Text =>
About this Research Topic
The change of motivation is related to the craving for addictive stimuli and the change of cognitive control is related to the inhibition and control of the craving. Previous studies used questionnaires, behavioral experiments, EEG, and brain imaging to measure the reward function and cognitive control function of individuals with addictive problems. Studies demonstrated that addiction is characterized by an expanding cycle of dysfunction in the brain. The damage usually starts in the evolutionarily more primitive brain areas related with reward processing and then moves to other areas responsible for more complex cognitive functions. In addition to reward function (i.e. anticipatory and consummatory phases of reward processing), individuals with addictive problems experience severe disruption of executive function (impulse inhibition, decision making, delayed gratification). Therefore, it is important to understand how reward processing interacts with the cognitive control processes of addiction.
This Research Topic aims to investigate the cognitive control and reward processing as well as their interactions in addiction. All forms of substance addiction and behavior addiction are included in this topic. We welcome submissions related but not limited to the following sub-themes:
- Do the individuals with addictive disorders have dysfunction in inhibition control, or reward processing, or both?
- How does the cognitive control interact with the reward seeking to predict addictive behavior?
- What are the common and specific neural mechanisms involved in inhibitory control or reward processing in different types of people with addictive behavior?
- Whether cognitive control or reward processing in people with addictive disorders can be further decomposed into distinct substages, each with different functional significance?
Original research, reviews, and meta-analyses investigating the mechanism of addictive behaviors, via approaches such as animal and human behavior experiments, electroencephalography, brain imaging, and genetics are highly encouraged.
Keywords: Cognitive Control, Reward Processing, Addiction, Severity, Substages
Important Note: All contributions to this Research Topic must be within the scope of the section and journal to which they are submitted, as defined in their mission statements. Frontiers reserves the right to guide an out-of-scope manuscript to a more suitable section or journal at any stage of peer review.

Task to complete =>
Copy the stretch of the addiction research topic description from "Keywords: Cognitive Control, Reward" through "of peer review." word for word. The data that comes next is separate material and has no connection to the research topic description above.

Dataset records =>

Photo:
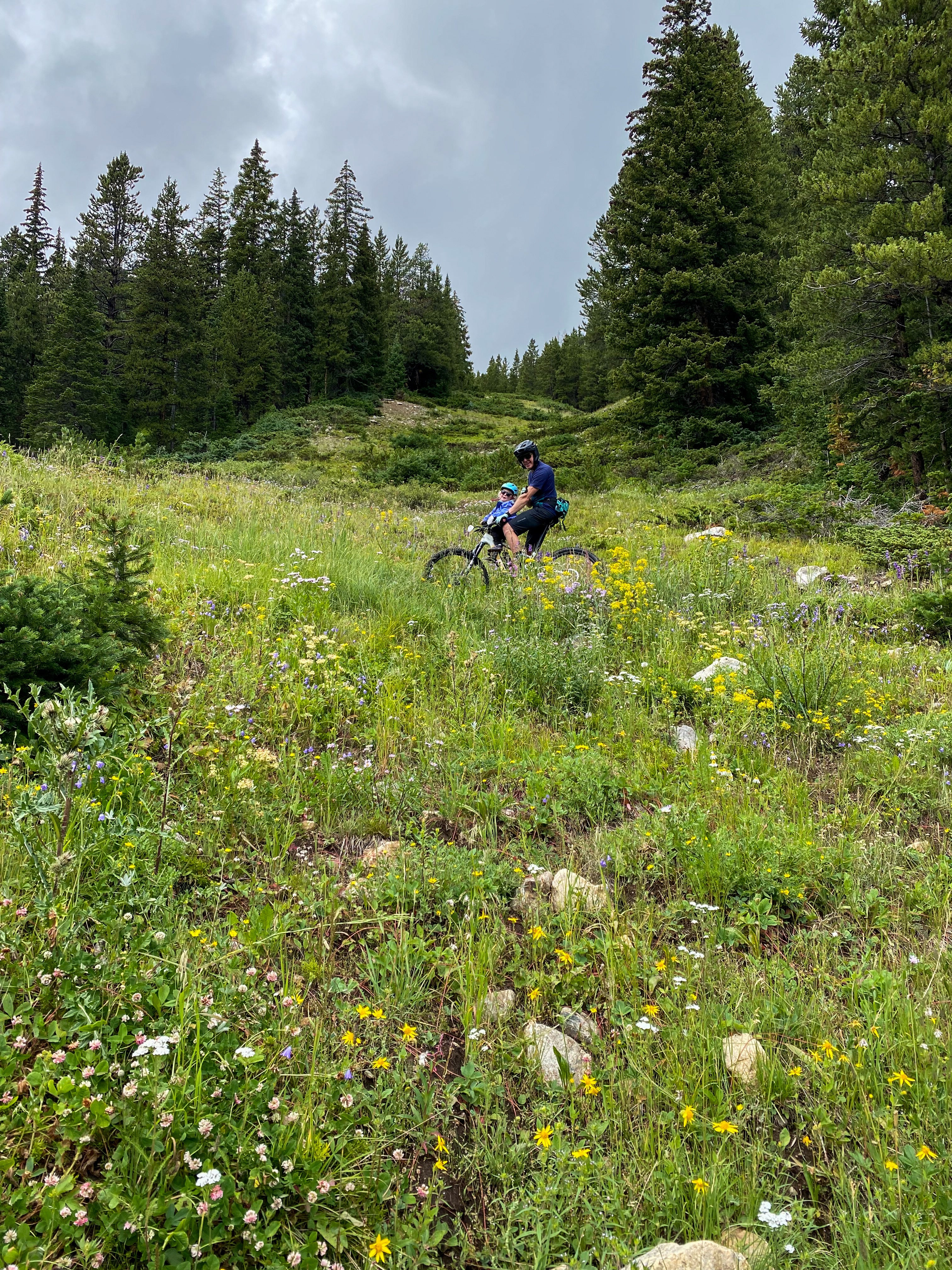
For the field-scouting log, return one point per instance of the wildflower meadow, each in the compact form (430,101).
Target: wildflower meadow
(280,902)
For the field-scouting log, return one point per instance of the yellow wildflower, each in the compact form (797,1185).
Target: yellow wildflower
(380,1250)
(544,1137)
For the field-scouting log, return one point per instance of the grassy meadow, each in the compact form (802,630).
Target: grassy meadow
(236,1036)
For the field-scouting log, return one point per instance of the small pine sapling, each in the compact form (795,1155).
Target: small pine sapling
(118,586)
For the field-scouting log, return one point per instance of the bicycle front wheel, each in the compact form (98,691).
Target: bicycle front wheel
(456,568)
(570,567)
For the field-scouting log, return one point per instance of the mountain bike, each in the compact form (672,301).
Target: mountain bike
(456,567)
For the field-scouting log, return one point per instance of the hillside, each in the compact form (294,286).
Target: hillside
(254,920)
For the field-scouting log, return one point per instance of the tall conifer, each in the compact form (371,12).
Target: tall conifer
(682,255)
(36,228)
(873,301)
(253,219)
(244,350)
(211,233)
(9,397)
(366,338)
(296,306)
(107,248)
(164,380)
(73,389)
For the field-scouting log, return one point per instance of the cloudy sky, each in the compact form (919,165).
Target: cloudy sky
(489,129)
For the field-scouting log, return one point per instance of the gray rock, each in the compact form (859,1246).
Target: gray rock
(699,1255)
(742,1053)
(498,1005)
(532,891)
(714,531)
(722,666)
(569,888)
(582,1028)
(544,1043)
(810,573)
(374,855)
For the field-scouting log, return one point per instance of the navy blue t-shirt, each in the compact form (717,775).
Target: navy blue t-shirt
(542,478)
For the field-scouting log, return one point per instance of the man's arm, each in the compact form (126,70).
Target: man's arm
(522,501)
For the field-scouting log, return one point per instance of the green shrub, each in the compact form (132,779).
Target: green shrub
(904,543)
(551,680)
(932,610)
(45,641)
(69,634)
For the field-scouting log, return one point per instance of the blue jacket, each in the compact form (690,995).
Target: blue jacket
(499,510)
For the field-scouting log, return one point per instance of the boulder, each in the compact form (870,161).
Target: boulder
(699,1255)
(570,888)
(714,531)
(498,1005)
(532,890)
(544,1043)
(380,851)
(742,1053)
(810,573)
(748,1243)
(582,1028)
(723,666)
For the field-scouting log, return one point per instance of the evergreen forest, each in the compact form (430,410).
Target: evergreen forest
(784,272)
(374,897)
(159,327)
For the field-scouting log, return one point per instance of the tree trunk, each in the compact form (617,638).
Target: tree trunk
(918,469)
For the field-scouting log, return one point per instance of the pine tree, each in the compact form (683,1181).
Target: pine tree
(107,248)
(547,369)
(73,389)
(36,228)
(353,214)
(117,596)
(296,306)
(527,369)
(366,337)
(873,303)
(253,219)
(682,255)
(9,394)
(244,352)
(334,304)
(211,233)
(569,373)
(164,375)
(346,220)
(395,371)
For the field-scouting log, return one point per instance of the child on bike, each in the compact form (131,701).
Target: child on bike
(508,493)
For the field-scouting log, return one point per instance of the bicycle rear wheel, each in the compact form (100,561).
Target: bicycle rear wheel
(570,567)
(454,567)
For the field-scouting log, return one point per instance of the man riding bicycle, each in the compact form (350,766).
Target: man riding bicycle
(535,510)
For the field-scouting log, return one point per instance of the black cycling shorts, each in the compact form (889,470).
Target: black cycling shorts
(532,521)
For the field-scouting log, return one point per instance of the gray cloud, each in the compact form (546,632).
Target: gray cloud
(492,131)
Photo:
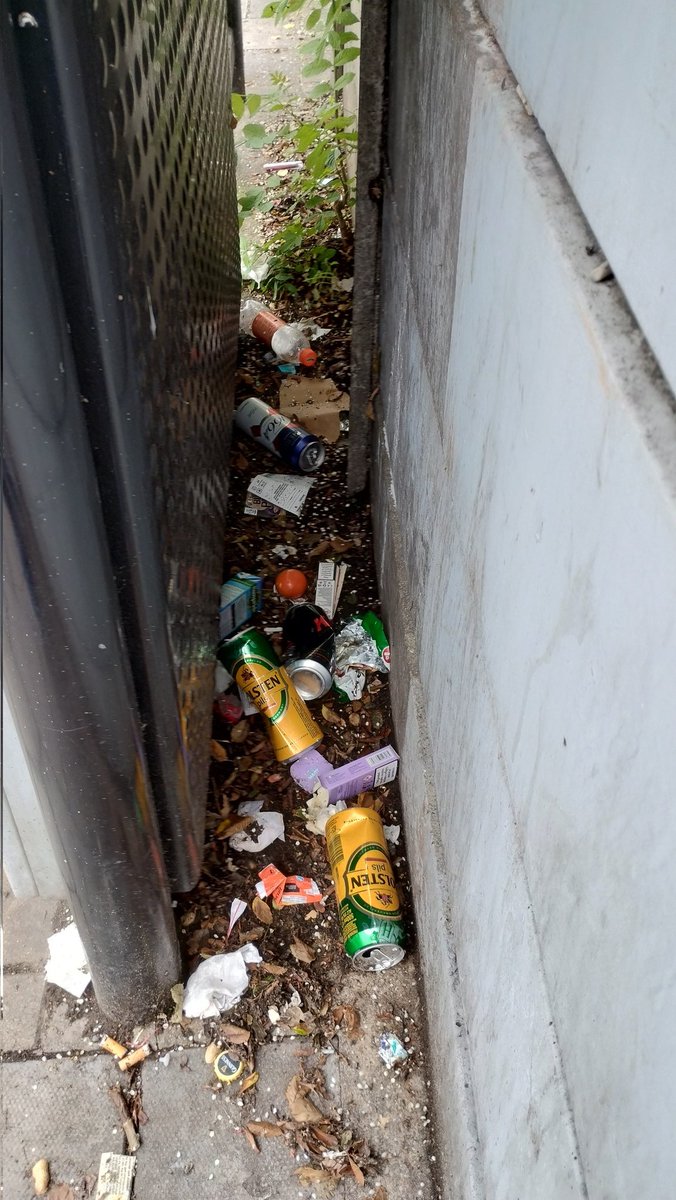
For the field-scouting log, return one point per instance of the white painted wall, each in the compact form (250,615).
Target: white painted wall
(525,493)
(600,78)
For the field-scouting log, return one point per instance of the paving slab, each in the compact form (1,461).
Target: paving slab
(21,1011)
(27,925)
(57,1110)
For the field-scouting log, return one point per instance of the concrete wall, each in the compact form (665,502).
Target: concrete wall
(524,484)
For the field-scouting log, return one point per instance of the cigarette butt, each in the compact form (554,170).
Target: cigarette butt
(114,1048)
(131,1060)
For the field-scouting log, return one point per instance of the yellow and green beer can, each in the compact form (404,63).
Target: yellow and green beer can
(368,900)
(256,669)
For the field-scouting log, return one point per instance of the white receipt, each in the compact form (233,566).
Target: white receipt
(286,491)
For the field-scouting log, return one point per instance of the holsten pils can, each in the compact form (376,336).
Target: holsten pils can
(309,645)
(265,425)
(369,905)
(256,669)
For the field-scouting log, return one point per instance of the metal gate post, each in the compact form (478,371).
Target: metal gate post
(65,663)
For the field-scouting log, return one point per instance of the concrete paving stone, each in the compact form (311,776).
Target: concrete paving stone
(21,1012)
(57,1110)
(27,927)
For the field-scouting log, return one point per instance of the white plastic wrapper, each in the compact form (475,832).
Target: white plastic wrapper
(271,826)
(219,982)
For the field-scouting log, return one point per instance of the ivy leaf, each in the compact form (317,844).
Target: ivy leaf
(305,137)
(317,67)
(256,136)
(347,55)
(342,81)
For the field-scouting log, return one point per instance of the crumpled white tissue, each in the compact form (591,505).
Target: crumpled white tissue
(219,982)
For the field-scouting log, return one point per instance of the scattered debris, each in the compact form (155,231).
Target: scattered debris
(287,492)
(219,982)
(360,775)
(238,907)
(241,597)
(309,647)
(287,341)
(369,905)
(303,1110)
(317,405)
(360,646)
(133,1140)
(228,1067)
(115,1177)
(287,441)
(40,1176)
(330,580)
(267,827)
(603,273)
(390,1050)
(319,810)
(66,965)
(291,583)
(258,671)
(133,1057)
(115,1048)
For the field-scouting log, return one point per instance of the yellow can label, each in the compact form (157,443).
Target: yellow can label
(362,870)
(291,727)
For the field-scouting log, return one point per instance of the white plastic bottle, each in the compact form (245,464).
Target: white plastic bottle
(288,342)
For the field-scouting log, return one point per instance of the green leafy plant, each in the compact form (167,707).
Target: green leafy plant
(313,238)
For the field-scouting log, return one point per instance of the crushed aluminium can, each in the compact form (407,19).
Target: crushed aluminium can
(281,437)
(257,671)
(369,905)
(309,649)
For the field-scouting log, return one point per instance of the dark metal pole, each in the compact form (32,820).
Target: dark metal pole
(65,663)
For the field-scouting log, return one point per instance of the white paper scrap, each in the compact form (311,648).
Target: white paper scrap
(219,982)
(66,965)
(237,909)
(271,826)
(287,492)
(115,1177)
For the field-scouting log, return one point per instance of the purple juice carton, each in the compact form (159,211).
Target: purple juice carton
(363,774)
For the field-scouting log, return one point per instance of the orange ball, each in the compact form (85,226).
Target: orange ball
(291,583)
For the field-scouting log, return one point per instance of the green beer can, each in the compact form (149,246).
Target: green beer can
(256,669)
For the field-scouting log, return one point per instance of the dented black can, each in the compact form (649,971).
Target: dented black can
(309,645)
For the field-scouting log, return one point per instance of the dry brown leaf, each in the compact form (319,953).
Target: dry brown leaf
(310,1175)
(328,1139)
(357,1171)
(262,911)
(232,825)
(341,545)
(301,1109)
(235,1035)
(250,1081)
(265,1129)
(330,717)
(301,952)
(251,935)
(251,1140)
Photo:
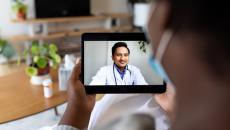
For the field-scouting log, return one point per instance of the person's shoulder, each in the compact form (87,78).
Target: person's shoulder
(133,67)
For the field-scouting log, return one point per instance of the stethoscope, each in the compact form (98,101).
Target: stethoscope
(115,79)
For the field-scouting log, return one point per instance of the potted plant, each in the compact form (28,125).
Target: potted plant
(20,9)
(42,58)
(6,51)
(140,9)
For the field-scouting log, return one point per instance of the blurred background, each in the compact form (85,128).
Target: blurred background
(40,42)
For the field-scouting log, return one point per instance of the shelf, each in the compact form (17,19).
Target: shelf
(72,19)
(21,38)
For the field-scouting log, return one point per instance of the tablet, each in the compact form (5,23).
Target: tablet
(118,63)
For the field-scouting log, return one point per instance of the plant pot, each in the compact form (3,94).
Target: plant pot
(141,13)
(21,15)
(38,80)
(43,73)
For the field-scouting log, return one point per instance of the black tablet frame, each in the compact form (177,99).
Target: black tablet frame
(90,89)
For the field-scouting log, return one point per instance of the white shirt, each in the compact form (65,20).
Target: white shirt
(109,75)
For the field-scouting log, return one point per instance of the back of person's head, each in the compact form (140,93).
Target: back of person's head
(210,20)
(119,44)
(131,122)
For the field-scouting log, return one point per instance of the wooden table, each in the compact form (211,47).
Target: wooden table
(19,98)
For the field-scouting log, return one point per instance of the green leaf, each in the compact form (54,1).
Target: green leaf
(34,50)
(8,51)
(41,62)
(31,71)
(57,58)
(53,47)
(35,59)
(43,50)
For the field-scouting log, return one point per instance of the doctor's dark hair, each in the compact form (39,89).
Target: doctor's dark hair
(119,44)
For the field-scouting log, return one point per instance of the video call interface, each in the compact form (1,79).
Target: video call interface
(118,63)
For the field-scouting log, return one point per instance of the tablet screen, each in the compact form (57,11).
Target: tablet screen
(118,64)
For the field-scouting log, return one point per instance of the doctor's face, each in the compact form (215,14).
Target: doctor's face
(121,57)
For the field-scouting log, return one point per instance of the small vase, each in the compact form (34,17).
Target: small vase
(43,73)
(38,80)
(21,15)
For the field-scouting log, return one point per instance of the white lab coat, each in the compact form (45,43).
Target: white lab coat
(113,106)
(106,76)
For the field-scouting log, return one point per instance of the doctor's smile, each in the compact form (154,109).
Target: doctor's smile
(120,72)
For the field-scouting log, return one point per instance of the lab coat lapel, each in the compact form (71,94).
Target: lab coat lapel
(118,77)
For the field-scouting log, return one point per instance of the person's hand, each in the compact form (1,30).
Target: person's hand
(167,100)
(80,105)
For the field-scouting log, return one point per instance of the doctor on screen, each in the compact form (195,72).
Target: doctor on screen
(120,72)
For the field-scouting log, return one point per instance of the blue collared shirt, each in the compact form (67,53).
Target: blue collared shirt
(122,73)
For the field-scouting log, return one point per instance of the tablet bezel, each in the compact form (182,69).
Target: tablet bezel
(90,89)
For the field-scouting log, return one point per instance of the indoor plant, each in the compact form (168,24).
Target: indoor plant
(20,9)
(6,51)
(41,57)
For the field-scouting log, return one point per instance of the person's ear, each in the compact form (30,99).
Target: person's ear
(158,20)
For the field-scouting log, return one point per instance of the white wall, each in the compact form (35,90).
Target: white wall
(98,54)
(97,6)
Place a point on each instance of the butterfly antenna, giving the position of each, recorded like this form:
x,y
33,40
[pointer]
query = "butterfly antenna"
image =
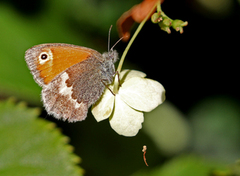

Exercise solution =>
Keywords: Cognitive Control, Reward Processing, Addiction, Severity, Substages
Important Note: All contributions to this Research Topic must be within the scope of the section and journal to which they are submitted, as defined in their mission statements. Frontiers reserves the right to guide an out-of-scope manuscript to a more suitable section or journal at any stage of peer review.